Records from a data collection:

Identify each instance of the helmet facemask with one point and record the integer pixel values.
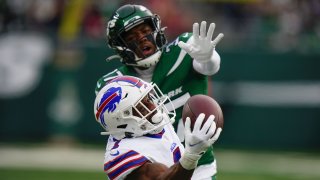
(126, 18)
(140, 111)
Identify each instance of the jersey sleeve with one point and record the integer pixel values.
(124, 164)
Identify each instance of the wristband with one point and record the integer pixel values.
(189, 161)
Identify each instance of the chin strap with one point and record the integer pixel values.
(113, 57)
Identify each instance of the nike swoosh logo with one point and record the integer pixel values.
(191, 145)
(114, 153)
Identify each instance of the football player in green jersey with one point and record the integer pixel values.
(180, 68)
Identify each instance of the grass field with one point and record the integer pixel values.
(51, 163)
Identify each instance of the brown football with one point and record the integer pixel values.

### Brief
Retype each record exactly as it stands, but do not include the pictures.

### Task result
Identify each instance of the helmet facemask with one point and record the integer pixel values.
(126, 18)
(140, 111)
Identify each instance of the jersey sleeve with one point and record the integer pixel values.
(124, 164)
Identify each instance of the wristband with one point and record the integer pixel values.
(189, 161)
Identify each instance of the chin strap with one point and record the integer pixel values.
(113, 57)
Identify each instance of the nike swoosh logo with one point and record the integer pixel values.
(191, 145)
(114, 153)
Identify each instance of the football player in green jersey with one point and record the integer pixel values.
(180, 68)
Identify each instance of the grass field with one point and record the integer pixel values.
(51, 163)
Identify each instance of the brown football with one point and record the integer pixel values.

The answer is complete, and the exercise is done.